§ **WRITTEN TASK**:
Give back every line exactly as it appears, pictures excluded.

+ + +

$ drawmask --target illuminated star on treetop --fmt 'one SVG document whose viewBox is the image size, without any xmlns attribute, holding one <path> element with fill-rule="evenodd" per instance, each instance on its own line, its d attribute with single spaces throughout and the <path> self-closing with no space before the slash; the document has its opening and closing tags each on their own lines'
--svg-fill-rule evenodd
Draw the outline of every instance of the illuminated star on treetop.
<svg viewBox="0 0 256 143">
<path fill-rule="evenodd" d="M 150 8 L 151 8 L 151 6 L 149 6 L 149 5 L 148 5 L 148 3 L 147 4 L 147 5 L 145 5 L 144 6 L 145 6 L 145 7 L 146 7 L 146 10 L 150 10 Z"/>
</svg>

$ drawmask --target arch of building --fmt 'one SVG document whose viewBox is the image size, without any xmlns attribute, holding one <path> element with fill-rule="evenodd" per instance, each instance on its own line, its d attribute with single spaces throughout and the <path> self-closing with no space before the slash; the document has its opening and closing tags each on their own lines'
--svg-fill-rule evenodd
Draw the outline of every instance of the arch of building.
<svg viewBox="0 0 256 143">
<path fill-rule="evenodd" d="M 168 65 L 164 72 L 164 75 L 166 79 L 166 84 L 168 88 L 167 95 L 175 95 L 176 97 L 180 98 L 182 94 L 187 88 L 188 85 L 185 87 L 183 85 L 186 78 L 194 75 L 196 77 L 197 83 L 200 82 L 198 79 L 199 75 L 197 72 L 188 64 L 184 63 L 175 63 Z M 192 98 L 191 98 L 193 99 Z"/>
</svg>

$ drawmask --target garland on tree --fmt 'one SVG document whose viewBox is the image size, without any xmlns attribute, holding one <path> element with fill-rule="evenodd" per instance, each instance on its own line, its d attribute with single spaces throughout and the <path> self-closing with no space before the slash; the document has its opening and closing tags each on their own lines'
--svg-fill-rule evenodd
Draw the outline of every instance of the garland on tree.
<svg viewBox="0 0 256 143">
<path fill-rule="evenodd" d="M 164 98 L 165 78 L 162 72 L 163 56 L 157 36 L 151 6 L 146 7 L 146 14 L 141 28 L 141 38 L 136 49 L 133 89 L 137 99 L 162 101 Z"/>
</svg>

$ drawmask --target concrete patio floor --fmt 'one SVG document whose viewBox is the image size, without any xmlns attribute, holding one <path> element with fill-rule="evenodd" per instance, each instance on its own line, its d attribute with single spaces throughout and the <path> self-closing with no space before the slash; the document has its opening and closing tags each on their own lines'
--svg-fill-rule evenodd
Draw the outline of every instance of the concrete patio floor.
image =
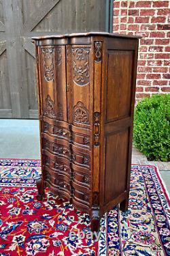
<svg viewBox="0 0 170 256">
<path fill-rule="evenodd" d="M 39 121 L 0 119 L 0 158 L 40 159 Z M 148 161 L 133 148 L 132 163 L 156 165 L 170 193 L 170 162 Z"/>
</svg>

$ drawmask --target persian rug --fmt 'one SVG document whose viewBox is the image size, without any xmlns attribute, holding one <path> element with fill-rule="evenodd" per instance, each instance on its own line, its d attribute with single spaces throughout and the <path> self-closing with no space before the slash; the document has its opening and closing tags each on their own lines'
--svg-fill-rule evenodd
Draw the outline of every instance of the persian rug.
<svg viewBox="0 0 170 256">
<path fill-rule="evenodd" d="M 169 198 L 155 167 L 132 165 L 129 210 L 105 214 L 98 242 L 78 238 L 90 233 L 88 214 L 48 189 L 37 201 L 40 172 L 39 160 L 0 160 L 1 256 L 170 255 Z"/>
</svg>

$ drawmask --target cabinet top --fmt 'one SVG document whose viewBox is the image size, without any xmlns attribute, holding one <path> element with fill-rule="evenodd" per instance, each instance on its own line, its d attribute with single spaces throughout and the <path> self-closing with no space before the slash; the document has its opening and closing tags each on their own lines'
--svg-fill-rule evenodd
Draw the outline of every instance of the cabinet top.
<svg viewBox="0 0 170 256">
<path fill-rule="evenodd" d="M 112 38 L 141 38 L 140 35 L 128 35 L 118 33 L 112 33 L 107 32 L 88 32 L 88 33 L 72 33 L 66 34 L 56 34 L 42 36 L 33 37 L 33 40 L 41 40 L 43 39 L 52 39 L 52 38 L 68 38 L 74 37 L 87 37 L 87 36 L 105 36 Z"/>
</svg>

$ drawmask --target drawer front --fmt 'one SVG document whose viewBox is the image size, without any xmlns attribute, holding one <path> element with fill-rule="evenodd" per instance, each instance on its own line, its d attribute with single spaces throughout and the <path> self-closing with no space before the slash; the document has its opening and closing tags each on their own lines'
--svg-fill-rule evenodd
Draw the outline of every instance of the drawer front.
<svg viewBox="0 0 170 256">
<path fill-rule="evenodd" d="M 49 188 L 53 187 L 58 195 L 63 191 L 68 195 L 69 198 L 71 196 L 70 177 L 46 166 L 43 168 L 44 178 Z"/>
<path fill-rule="evenodd" d="M 63 124 L 60 122 L 58 124 L 53 124 L 48 122 L 48 121 L 46 119 L 46 121 L 41 122 L 43 133 L 47 133 L 50 136 L 54 136 L 67 141 L 70 140 L 71 135 L 69 128 L 67 127 L 67 126 L 64 122 Z"/>
<path fill-rule="evenodd" d="M 90 188 L 90 176 L 84 173 L 75 171 L 73 173 L 73 182 L 80 186 L 84 186 Z"/>
<path fill-rule="evenodd" d="M 73 201 L 80 205 L 90 207 L 91 204 L 91 193 L 88 187 L 80 186 L 73 182 Z"/>
<path fill-rule="evenodd" d="M 69 176 L 71 175 L 70 162 L 68 159 L 44 154 L 42 160 L 44 166 L 50 168 L 56 173 L 60 172 Z"/>
<path fill-rule="evenodd" d="M 90 152 L 89 150 L 72 145 L 72 159 L 75 165 L 90 167 Z"/>
</svg>

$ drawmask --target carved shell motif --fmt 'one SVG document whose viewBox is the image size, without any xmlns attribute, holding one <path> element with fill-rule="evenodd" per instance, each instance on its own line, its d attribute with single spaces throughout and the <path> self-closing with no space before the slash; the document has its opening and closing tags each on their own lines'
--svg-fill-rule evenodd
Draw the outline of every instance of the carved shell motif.
<svg viewBox="0 0 170 256">
<path fill-rule="evenodd" d="M 86 85 L 89 83 L 89 53 L 88 48 L 72 49 L 73 76 L 78 85 Z"/>
<path fill-rule="evenodd" d="M 54 80 L 54 49 L 53 48 L 43 48 L 43 68 L 44 77 L 47 82 Z"/>
<path fill-rule="evenodd" d="M 89 124 L 88 111 L 80 101 L 74 106 L 73 121 L 83 124 Z"/>
</svg>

+ + +

§ **THE REPLY**:
$ drawmask --target illuminated star on treetop --fmt 'one SVG document whose viewBox is the image size, without any xmlns attribute, holding one <path> element with fill-rule="evenodd" per instance, each instance on its own line, its d attribute with single spaces throughout and the <path> self-closing with no space before the slash; the document has its opening and closing tags each on their own lines'
--svg-fill-rule evenodd
Draw the outline of every instance of the illuminated star on treetop.
<svg viewBox="0 0 256 143">
<path fill-rule="evenodd" d="M 150 8 L 151 8 L 151 6 L 149 6 L 149 5 L 148 5 L 148 3 L 147 4 L 147 5 L 145 5 L 144 6 L 145 6 L 145 7 L 146 7 L 146 10 L 150 10 Z"/>
</svg>

$ drawmask --target arch of building --fmt 'one SVG document whose viewBox is the image size, without any xmlns attribute, holding one <path> element with fill-rule="evenodd" per instance, each instance on its own line, its d attribute with single spaces throughout and the <path> self-closing with no space before the slash; the document has its opening and closing tags each on their own lines'
--svg-fill-rule evenodd
Draw the outline of every instance of the arch of building.
<svg viewBox="0 0 256 143">
<path fill-rule="evenodd" d="M 168 65 L 164 72 L 164 75 L 166 79 L 166 84 L 168 88 L 167 95 L 175 95 L 176 97 L 180 98 L 182 94 L 187 88 L 188 85 L 185 87 L 183 85 L 186 78 L 194 75 L 196 77 L 197 83 L 200 82 L 198 79 L 199 75 L 197 72 L 188 64 L 184 63 L 175 63 Z M 192 98 L 191 98 L 193 99 Z"/>
</svg>

$ drawmask --target garland on tree --fmt 'one SVG document whose viewBox is the image size, without any xmlns attribute, holding one <path> element with fill-rule="evenodd" per instance, each instance on its own line, its d attribute with single spaces throughout and the <path> self-closing with no space before the slash; the document has its opening and closing tags each on their own lines'
--svg-fill-rule evenodd
Draw the outline of every instance of the garland on tree.
<svg viewBox="0 0 256 143">
<path fill-rule="evenodd" d="M 164 98 L 165 78 L 162 72 L 163 56 L 157 36 L 151 6 L 146 7 L 146 14 L 141 28 L 141 38 L 136 49 L 133 89 L 137 99 L 162 101 Z"/>
</svg>

$ drawmask --target concrete patio floor --fmt 'one SVG document whose viewBox is the image size, without any xmlns attribute, holding one <path> element with fill-rule="evenodd" per instance, each instance on its own line, its d attribute with single spaces throughout and the <path> self-closing with no space before the slash; the document has its opening and closing tags each on their own lines'
--svg-fill-rule evenodd
Draw the outline of every instance of the concrete patio floor.
image =
<svg viewBox="0 0 170 256">
<path fill-rule="evenodd" d="M 39 121 L 0 119 L 0 158 L 40 159 Z M 148 161 L 133 148 L 132 163 L 156 165 L 170 193 L 170 162 Z"/>
</svg>

$ drawmask --target persian rug --fmt 'one SVG document whose viewBox is the image size, without any xmlns attribute, holding one <path> element with fill-rule="evenodd" per instance, each instance on its own line, its d attribute with single spaces throughout and the <path> self-closing with no space before the slash; the document has its opening and closing tags each on their own lines'
--svg-fill-rule evenodd
Draw the outline of every instance of the persian rug.
<svg viewBox="0 0 170 256">
<path fill-rule="evenodd" d="M 169 198 L 155 167 L 132 165 L 129 210 L 105 214 L 98 242 L 78 238 L 90 233 L 88 214 L 48 189 L 37 201 L 40 172 L 39 160 L 0 160 L 1 256 L 170 255 Z"/>
</svg>

$ drawmask --target cabinet top --fmt 'one SVG document whose viewBox is the image size, without any xmlns attribute, holding one <path> element with fill-rule="evenodd" per instance, each instance on its own line, its d attribute with single spaces throughout and the <path> self-closing with no space before the slash; the document has its opening and closing tags each on their own lines'
--svg-fill-rule evenodd
Draw the outline of every instance of the cabinet top.
<svg viewBox="0 0 170 256">
<path fill-rule="evenodd" d="M 112 38 L 141 38 L 140 35 L 128 35 L 118 33 L 112 33 L 107 32 L 88 32 L 88 33 L 72 33 L 66 34 L 56 34 L 42 36 L 33 37 L 33 40 L 41 40 L 43 39 L 52 39 L 52 38 L 68 38 L 74 37 L 87 37 L 87 36 L 105 36 Z"/>
</svg>

$ drawmask --target drawer front --fmt 'one SVG document whose viewBox is the image size, without any xmlns attribute, holding one <path> element with fill-rule="evenodd" per instance, each instance on its own line, its d attribute with single spaces throughout and the <path> self-closing with no space before the slash; the document has its opening and closing tags each on their own lines'
--svg-fill-rule evenodd
Draw the outline of every instance of the drawer front.
<svg viewBox="0 0 170 256">
<path fill-rule="evenodd" d="M 49 188 L 53 187 L 58 195 L 63 191 L 68 195 L 69 198 L 71 196 L 70 177 L 46 166 L 43 168 L 44 178 Z"/>
<path fill-rule="evenodd" d="M 63 124 L 60 122 L 58 124 L 53 124 L 48 122 L 48 121 L 46 119 L 46 121 L 41 122 L 43 133 L 47 133 L 50 136 L 54 136 L 67 141 L 70 140 L 71 135 L 69 128 L 67 127 L 67 126 L 64 122 Z"/>
<path fill-rule="evenodd" d="M 90 188 L 90 176 L 84 173 L 75 171 L 73 173 L 73 182 L 80 186 L 84 186 Z"/>
<path fill-rule="evenodd" d="M 73 201 L 80 205 L 90 207 L 91 204 L 91 193 L 88 187 L 80 186 L 73 182 Z"/>
<path fill-rule="evenodd" d="M 69 176 L 71 175 L 70 162 L 68 159 L 44 154 L 42 160 L 44 166 L 50 168 L 56 173 L 60 172 Z"/>
<path fill-rule="evenodd" d="M 90 152 L 89 150 L 72 145 L 72 159 L 75 165 L 90 167 Z"/>
</svg>

$ drawmask --target carved shell motif --fmt 'one SVG document whose viewBox is the image size, without any xmlns attribute, holding one <path> element with fill-rule="evenodd" per instance, each instance on its own line, its d attribute with single spaces throughout and the <path> self-closing with no space before the slash; the document has its opening and closing tags each on their own lines'
--svg-fill-rule evenodd
Draw the outline of every instance of the carved shell motif.
<svg viewBox="0 0 170 256">
<path fill-rule="evenodd" d="M 86 85 L 89 83 L 89 53 L 88 48 L 72 49 L 73 76 L 78 85 Z"/>
<path fill-rule="evenodd" d="M 54 80 L 54 49 L 53 48 L 43 48 L 43 68 L 44 77 L 47 82 Z"/>
<path fill-rule="evenodd" d="M 89 124 L 88 111 L 80 101 L 74 106 L 73 121 L 83 124 Z"/>
</svg>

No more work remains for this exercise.